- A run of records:
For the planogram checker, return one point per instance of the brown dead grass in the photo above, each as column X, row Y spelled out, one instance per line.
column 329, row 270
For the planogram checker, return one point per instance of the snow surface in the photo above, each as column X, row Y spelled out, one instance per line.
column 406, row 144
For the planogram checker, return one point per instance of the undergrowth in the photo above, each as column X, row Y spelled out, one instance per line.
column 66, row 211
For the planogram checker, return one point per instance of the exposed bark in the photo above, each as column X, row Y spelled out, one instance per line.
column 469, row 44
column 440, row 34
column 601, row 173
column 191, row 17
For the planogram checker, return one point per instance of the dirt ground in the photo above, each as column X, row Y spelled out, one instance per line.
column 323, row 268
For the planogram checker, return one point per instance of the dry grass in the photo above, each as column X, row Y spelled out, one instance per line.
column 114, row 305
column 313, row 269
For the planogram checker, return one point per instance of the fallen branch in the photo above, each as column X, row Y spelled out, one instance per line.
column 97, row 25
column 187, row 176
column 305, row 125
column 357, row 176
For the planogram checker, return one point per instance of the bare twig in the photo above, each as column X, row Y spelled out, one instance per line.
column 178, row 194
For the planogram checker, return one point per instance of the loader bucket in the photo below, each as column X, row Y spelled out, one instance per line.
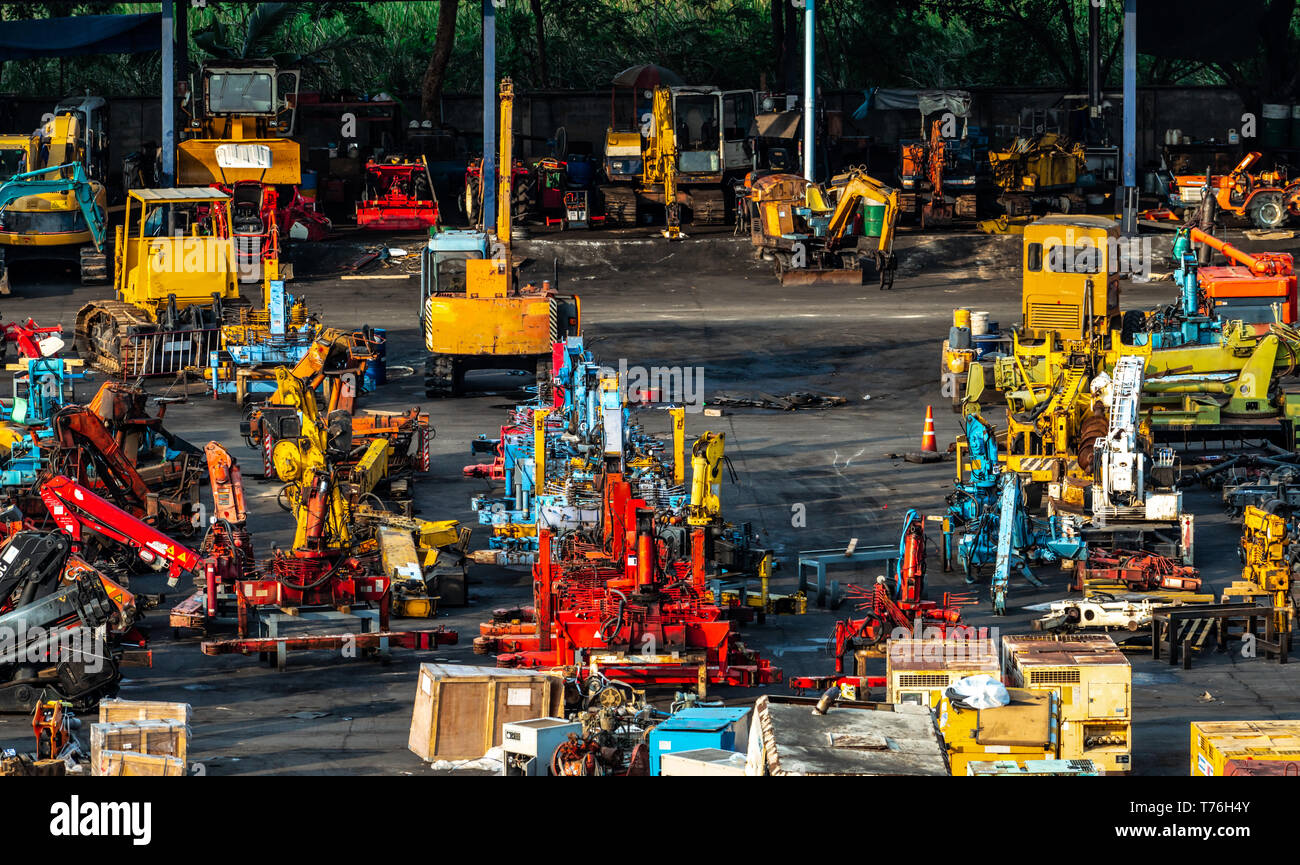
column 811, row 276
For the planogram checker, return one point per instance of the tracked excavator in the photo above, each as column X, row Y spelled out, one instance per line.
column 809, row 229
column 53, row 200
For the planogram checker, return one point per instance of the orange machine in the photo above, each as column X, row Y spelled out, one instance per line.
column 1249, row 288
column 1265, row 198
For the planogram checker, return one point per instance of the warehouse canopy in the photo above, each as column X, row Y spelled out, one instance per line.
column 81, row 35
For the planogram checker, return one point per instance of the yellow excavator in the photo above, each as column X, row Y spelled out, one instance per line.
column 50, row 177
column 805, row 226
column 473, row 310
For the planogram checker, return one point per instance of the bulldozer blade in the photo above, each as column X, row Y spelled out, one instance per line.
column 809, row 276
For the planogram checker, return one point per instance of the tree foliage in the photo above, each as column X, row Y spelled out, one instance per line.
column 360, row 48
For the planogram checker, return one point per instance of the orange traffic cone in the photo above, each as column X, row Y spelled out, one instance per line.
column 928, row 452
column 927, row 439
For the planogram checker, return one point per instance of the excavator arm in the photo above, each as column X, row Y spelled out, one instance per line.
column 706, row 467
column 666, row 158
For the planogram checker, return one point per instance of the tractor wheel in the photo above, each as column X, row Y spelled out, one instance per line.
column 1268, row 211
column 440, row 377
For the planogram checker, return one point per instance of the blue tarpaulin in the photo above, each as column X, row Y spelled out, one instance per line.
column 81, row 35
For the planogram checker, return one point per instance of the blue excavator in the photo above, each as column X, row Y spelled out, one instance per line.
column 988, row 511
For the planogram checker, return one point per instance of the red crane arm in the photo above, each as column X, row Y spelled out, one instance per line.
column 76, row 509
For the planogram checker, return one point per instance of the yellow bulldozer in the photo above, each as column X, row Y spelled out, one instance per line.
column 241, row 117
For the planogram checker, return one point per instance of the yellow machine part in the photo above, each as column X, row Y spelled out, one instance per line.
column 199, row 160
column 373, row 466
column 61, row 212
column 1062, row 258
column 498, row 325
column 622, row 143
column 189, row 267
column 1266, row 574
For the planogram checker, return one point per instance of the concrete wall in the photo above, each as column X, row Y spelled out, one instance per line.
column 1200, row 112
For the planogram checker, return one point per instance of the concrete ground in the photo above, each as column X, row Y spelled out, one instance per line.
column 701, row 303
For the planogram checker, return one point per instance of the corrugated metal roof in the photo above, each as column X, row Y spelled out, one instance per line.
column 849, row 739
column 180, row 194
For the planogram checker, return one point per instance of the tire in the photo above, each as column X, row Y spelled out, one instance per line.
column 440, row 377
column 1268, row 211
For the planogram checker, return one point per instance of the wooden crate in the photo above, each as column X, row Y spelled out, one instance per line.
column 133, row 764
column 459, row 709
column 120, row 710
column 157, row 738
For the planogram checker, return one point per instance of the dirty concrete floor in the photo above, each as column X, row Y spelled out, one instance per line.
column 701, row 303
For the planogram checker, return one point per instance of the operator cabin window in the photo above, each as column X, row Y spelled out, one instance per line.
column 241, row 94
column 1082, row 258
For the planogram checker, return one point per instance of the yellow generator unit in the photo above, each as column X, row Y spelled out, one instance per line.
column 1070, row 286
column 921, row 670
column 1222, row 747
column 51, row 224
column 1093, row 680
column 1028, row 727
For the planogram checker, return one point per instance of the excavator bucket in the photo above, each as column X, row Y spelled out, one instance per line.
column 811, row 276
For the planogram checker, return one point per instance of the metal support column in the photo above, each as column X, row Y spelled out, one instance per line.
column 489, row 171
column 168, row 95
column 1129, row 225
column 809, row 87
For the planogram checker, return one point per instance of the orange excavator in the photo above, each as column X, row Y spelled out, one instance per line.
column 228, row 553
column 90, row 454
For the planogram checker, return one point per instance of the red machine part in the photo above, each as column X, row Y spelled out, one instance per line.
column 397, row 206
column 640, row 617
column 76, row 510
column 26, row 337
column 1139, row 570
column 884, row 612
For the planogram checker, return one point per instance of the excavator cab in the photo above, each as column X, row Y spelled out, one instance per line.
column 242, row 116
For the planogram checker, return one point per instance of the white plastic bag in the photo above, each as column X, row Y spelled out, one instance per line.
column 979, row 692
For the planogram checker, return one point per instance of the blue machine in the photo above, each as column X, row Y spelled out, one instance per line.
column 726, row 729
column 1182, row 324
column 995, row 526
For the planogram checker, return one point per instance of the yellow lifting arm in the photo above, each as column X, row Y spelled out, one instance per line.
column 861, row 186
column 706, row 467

- Goal of the exercise:
Every record above should come back exactly, but without its pictures.

- Result:
For the planogram checker, return one point per instance of the brown dead grass in the photo above, each as column X, row Y spelled out, one instance per line.
column 329, row 270
For the planogram checker, return one point per instance of the snow surface in the photo above, each as column X, row Y spelled out, one instance per line.
column 406, row 144
For the planogram checker, return one point per instance of the undergrowth in the photo above, each as column X, row Y spelled out, one instance per line.
column 66, row 211
For the planogram checker, return one point per instance of the exposed bark in the photo above, each as column X, row Y spelled out, one instance per line.
column 469, row 44
column 440, row 34
column 601, row 173
column 191, row 17
For the planogram checker, return one point per instance of the dirt ground in the photo above, each as column X, row Y spelled out, one instance per line.
column 323, row 268
For the planogram checker, return one point per instance of the dry grass in the photo above, each as column X, row Y spelled out, one instance per line.
column 114, row 305
column 313, row 269
For the planogram checker, return one point per instance of the fallen branch in the photo above, each as column X, row Y spelled out, one instance per line.
column 97, row 25
column 187, row 176
column 305, row 125
column 357, row 176
For the planogram checker, return one point per instance of the bare twig in the photo above, each as column X, row Y spelled out, one instance per line.
column 178, row 194
For the planogram checker, return one point per instance of the loader bucket in the photo below, each as column X, row Y spelled out, one instance per line.
column 811, row 276
For the planogram checker, return one point per instance of the tracked excavator in the photo above, each as column X, row Y spelled out, one instance per line.
column 809, row 229
column 53, row 200
For the planogram checker, return one point per instance of the orange machine in the photo above, each as column X, row Y spelled out, one instance per line.
column 1249, row 288
column 1265, row 198
For the planogram checker, return one point per instance of the warehouse canopy in the photo above, each as column X, row Y spelled out, one instance per line.
column 81, row 35
For the planogram checker, return one point per instance of the yellow excavator in the photo above, each as column X, row Y spelled out, one instance per line.
column 50, row 177
column 805, row 226
column 473, row 310
For the planogram checker, return one point per instance of the bulldozer blade in the photo above, each as column X, row Y spelled out, one instance per line.
column 809, row 276
For the planogram checker, return one point per instance of the tree foliage in the photo above, each as column X, row Y spelled out, one instance per line.
column 360, row 48
For the planogram checker, return one point per instance of the orange traffic cone in the photo above, each as column X, row Y spelled out, one instance per line.
column 928, row 452
column 927, row 439
For the planogram checker, return one point per instance of the excavator arm in the photo above, each as column X, row Y spelled out, one instance per line.
column 706, row 467
column 666, row 158
For the planogram checker, return one point per instance of the tractor wheel in the photo above, each as column X, row Y spelled out, one instance per line.
column 1268, row 211
column 440, row 377
For the planogram checker, return one point per instance of the blue tarpaulin in the photo above, each as column X, row Y spelled out, one instance per line.
column 81, row 35
For the planogram checker, return one point per instance of the blue excavator in the photo above, each as column X, row Y spelled out, one instance per line.
column 988, row 511
For the planogram checker, return one point per instance of the red crane arm in the photo above, each as column X, row Y spelled out, one instance per line.
column 76, row 509
For the planogram checker, return one point per instance of the yellow bulldozer in the photo above, each as column X, row Y spelled out, one instance per line.
column 241, row 117
For the planogram checker, return one point per instance of the yellow machine part in the photo above, each as column X, row Y spelled out, one instance per line.
column 199, row 160
column 373, row 466
column 61, row 212
column 1062, row 258
column 498, row 325
column 622, row 143
column 189, row 267
column 1266, row 574
For the planogram checker, return one point per instance of the concrete wall in the photo above, each as column X, row Y spelled out, one instance per line.
column 1200, row 112
For the planogram checker, return one point per instance of the concrete ground in the photo above, each as column X, row Y spelled out, one instance per line.
column 701, row 303
For the planogram checker, return one point per instance of the corrugated metal roof in the photo above, each as column X, row Y spelled out, one instance per line.
column 849, row 739
column 180, row 194
For the planogram checker, return one point per instance of the tire in the photo above, each as column X, row Y spelled out, one instance per line.
column 440, row 377
column 1268, row 211
For the planogram checker, return one point per instance of the wooden crate in the photo above, each as column X, row Y spelled out, one instance per line.
column 133, row 764
column 459, row 709
column 120, row 710
column 157, row 738
For the planogram checker, return one point per instance of the dirty concrete floor in the photo above, each as column X, row Y spelled out, one instance per line.
column 701, row 303
For the planogram checker, return one point per instance of the operator cabin window in the photo above, each as column X, row Y spelled out, one instance per line.
column 241, row 94
column 1082, row 258
For the planogram checker, return one point per instance of the yellow generator unit in the photo above, each as column X, row Y spelled out, one instance per line.
column 1070, row 286
column 921, row 670
column 1222, row 747
column 51, row 224
column 1093, row 680
column 1028, row 727
For the planogram checker, return one point per instance of the excavator bucket in the photo above, each as column X, row Y spelled out, one instance per line.
column 811, row 276
For the planogram checker, return one point per instance of the metal support column in the photo above, each as column X, row Y spelled out, one instance per line.
column 489, row 171
column 168, row 95
column 1129, row 225
column 809, row 87
For the planogram checker, return one point per instance of the orange excavator in the photo above, each as column X, row Y spelled out, one instance per line.
column 228, row 553
column 90, row 454
For the planogram checker, return one point per instance of the red machine part in the photo above, each as column X, row Y spelled out, one instance per line.
column 397, row 206
column 640, row 617
column 76, row 510
column 26, row 337
column 1139, row 570
column 884, row 612
For the planogram checker, return one point per instance of the excavator cab in the photo above, each as column X, row Y spelled out, one instance per line.
column 242, row 116
For the planogram checker, return one point per instance of the white plastic bag in the photo above, each as column X, row Y spelled out, one instance per line.
column 979, row 692
For the planogram checker, return one point per instance of the blue machine in the photo above, each as column X, row Y spelled out, one instance per line.
column 726, row 729
column 1182, row 324
column 995, row 526
For the planogram checker, return one point per instance of the yellow lifting arm in the photo above, each as column X, row Y spelled out, one instance per line.
column 861, row 186
column 706, row 467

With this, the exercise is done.